83/01 Natur- und Umweltschutz

Norm

UVP-G 2000 §19 Abs1 Z7, §19 Abs10
Tir NaturschutzG 2005 §14 Abs4
VfGG §7 Abs2

Leitsatz

Zurückweisung der Beschwerde einer anerkannten Umweltorganisation gegen die Erteilung einer naturschutzrechtlichen Genehmigung für die Erweiterung eines Kraftwerks nach dem Umweltverträglichkeitsprüfungsgesetz 2000 mangels Legitimation

Spruch

Die Beschwerde wird zurückgewiesen.

Begründung

Begründung

I. Sachverhalt und Beschwerdevorbringen

1. Die Beschwerdeführerin ist laut Anerkennungsbescheid des Bundesministeriums für Land- und Forstwirtschaft, Umwelt und Wasserwirtschaft vom 14. April 2008 eine gemäß §19 Abs7 Umweltverträglichkeitsprüfungsgesetz 2000 (im Folgenden: UVP-G 2000) anerkannte Umweltorganisation.

2. Mit Eingaben vom 19. Juni 2012, 31. Oktober 2012, 28. Jänner 2013, 13. September 2013, 20. Juli 2014, 3. November 2014, 3. September 2015 und 22. Jänner 2019 beantragte die mitbeteiligte Partei bei der Tiroler Landesregierung die Erteilung der naturschutzrechtlichen Genehmigung für die Erweiterung des Kraftwerkes nach dem Tiroler Naturschutzgesetz 2005 (im Folgenden: TNSchG 2005).

3. Anhand der Grobprüfung des Vorhabens wurde festgestellt, dass ein Verträglichkeitsprüfungsverfahren gemäß §14 Abs4 TNSchG 2005 durchzuführen ist, und es wurde mit Bescheid vom 15. Mai 2019 die beantragte naturschutzrechtliche Bewilligung unter Setzung von Auflagen erteilt.

* * * *

=== AUFGABE 1 ===
Zähle, in wie vielen Zeilen der Auflistung das Wort "pants" vorkommt, und nenne nur die Zahl.
Textabschnitt und Auflistung haben unterschiedliche Quellen.

* * * *

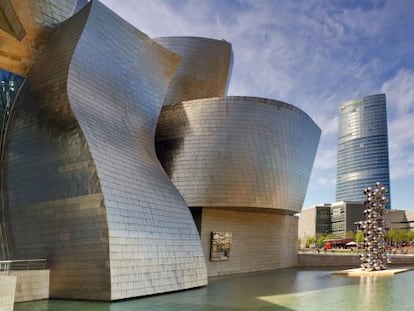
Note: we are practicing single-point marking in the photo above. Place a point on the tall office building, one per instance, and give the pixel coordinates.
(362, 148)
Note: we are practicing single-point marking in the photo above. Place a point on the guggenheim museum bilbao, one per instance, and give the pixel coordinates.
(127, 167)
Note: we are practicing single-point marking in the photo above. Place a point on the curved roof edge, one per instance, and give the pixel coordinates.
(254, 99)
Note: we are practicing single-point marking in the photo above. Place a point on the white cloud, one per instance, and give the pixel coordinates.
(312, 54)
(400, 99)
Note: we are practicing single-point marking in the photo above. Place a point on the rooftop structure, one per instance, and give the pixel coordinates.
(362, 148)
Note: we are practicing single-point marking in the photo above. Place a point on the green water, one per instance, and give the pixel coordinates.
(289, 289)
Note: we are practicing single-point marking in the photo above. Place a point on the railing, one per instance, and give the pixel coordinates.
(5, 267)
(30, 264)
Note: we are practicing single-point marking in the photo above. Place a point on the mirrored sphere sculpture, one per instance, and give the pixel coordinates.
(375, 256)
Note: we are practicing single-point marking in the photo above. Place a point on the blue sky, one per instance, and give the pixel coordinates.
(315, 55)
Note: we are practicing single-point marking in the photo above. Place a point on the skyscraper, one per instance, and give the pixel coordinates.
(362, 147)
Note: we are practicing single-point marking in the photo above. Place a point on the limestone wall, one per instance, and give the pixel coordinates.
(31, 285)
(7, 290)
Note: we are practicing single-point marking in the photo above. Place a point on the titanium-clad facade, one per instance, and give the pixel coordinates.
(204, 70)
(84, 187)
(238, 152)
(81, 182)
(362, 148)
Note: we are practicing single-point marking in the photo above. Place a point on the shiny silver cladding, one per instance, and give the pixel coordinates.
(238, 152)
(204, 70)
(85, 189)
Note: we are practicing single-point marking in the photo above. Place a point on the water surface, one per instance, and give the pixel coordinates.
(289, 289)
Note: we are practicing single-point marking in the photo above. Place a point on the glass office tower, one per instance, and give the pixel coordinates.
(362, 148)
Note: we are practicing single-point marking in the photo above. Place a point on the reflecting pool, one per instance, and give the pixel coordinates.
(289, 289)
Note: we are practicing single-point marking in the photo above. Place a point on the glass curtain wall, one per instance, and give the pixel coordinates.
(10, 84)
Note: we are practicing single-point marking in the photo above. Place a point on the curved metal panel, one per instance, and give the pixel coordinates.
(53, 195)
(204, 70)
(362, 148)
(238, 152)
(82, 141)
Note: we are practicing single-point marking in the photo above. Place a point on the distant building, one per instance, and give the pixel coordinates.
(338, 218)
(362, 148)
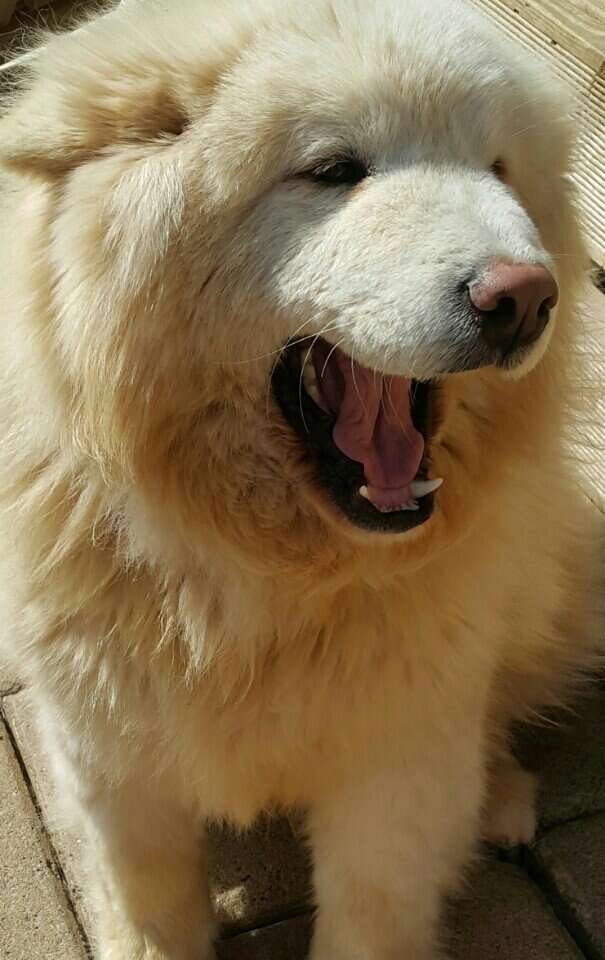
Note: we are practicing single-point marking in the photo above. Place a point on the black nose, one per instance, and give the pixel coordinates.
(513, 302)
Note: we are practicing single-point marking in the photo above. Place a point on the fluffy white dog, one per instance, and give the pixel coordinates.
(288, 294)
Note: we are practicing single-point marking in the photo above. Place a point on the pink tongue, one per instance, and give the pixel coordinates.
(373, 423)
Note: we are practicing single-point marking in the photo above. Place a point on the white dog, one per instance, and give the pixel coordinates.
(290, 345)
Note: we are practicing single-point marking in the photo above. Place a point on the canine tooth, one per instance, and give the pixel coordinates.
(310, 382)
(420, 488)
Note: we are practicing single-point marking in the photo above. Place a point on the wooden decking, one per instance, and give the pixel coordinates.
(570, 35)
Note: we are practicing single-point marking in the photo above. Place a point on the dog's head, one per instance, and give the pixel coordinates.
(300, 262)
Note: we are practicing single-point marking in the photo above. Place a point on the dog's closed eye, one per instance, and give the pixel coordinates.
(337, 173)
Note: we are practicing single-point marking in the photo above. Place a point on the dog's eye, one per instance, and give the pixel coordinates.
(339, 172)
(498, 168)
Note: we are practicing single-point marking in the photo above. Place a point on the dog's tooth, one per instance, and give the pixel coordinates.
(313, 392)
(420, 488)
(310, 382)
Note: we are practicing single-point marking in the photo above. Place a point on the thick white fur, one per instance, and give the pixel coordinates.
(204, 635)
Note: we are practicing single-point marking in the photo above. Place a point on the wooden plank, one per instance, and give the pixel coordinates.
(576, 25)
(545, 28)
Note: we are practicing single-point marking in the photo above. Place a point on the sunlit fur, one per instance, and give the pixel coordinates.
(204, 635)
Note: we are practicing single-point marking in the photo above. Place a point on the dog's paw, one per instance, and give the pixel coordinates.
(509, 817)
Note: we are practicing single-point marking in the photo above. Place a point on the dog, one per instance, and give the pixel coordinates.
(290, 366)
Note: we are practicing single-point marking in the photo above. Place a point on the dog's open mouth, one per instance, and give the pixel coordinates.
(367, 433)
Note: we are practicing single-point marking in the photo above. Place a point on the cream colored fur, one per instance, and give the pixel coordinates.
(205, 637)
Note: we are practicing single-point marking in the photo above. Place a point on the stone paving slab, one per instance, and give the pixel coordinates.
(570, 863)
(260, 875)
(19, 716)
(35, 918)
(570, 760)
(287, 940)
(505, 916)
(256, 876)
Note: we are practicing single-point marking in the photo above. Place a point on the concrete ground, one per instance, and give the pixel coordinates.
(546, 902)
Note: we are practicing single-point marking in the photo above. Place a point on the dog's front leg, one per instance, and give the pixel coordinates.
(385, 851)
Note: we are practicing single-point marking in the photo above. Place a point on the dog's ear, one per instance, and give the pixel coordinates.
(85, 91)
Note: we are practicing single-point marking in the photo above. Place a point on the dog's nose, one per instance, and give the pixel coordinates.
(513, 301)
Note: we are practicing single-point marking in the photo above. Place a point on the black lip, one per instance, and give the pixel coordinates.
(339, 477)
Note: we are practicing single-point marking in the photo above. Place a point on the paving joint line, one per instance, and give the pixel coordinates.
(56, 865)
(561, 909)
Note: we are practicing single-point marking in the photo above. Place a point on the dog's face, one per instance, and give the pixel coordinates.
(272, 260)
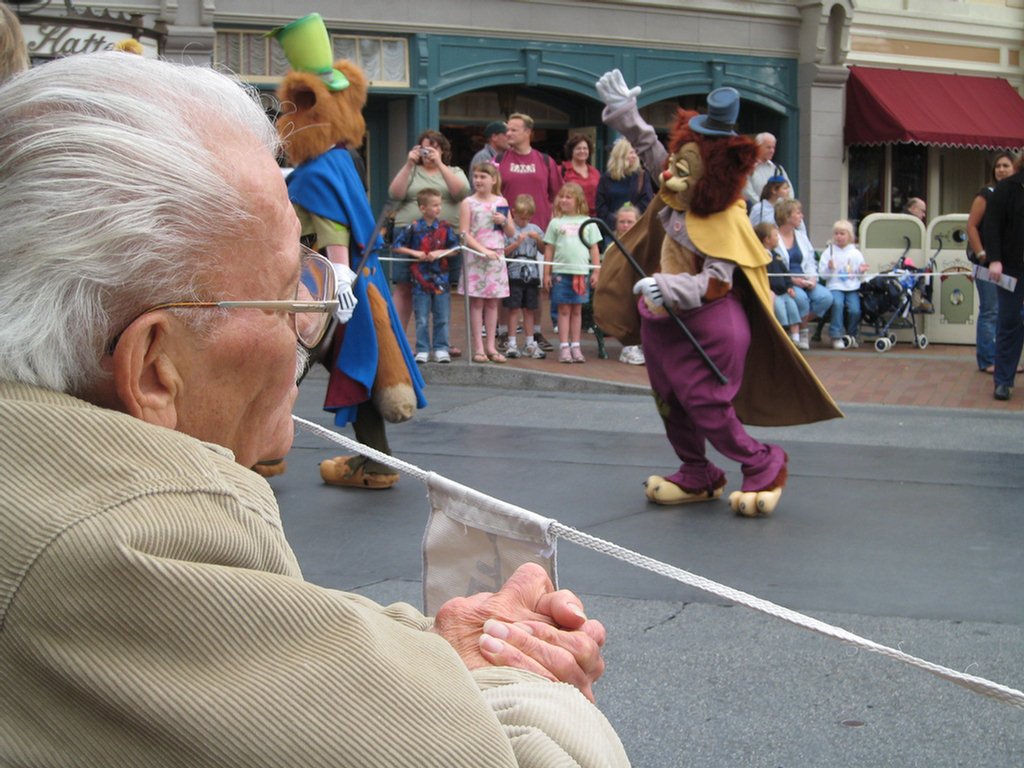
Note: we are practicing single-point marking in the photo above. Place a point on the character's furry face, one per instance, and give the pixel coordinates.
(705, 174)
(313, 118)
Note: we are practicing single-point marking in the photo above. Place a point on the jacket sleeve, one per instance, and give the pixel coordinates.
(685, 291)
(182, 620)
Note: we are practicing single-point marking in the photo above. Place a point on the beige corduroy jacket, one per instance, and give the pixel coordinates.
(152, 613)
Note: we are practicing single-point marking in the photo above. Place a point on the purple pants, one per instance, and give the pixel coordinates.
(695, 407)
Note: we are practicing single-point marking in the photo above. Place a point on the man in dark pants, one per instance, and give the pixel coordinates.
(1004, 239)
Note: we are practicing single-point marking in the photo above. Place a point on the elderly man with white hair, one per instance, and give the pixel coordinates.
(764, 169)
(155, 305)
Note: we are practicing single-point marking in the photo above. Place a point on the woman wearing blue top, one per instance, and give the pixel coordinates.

* * * *

=== AUFGABE 2 ===
Aus welchem Grund wurde die Beschwerde der anerkannten Umweltorganisation laut dem Textabschnitt zurückgewiesen? Antworte in ein bis drei Sätzen.

=== ERWARTETE ANTWORT 1 ===
2

=== ERWARTETE ANTWORT 2 ===
Laut Leitsatz wurde die Beschwerde mangels Legitimation zurückgewiesen. Sie richtete sich gegen die Erteilung einer naturschutzrechtlichen Genehmigung für die Erweiterung eines Kraftwerks.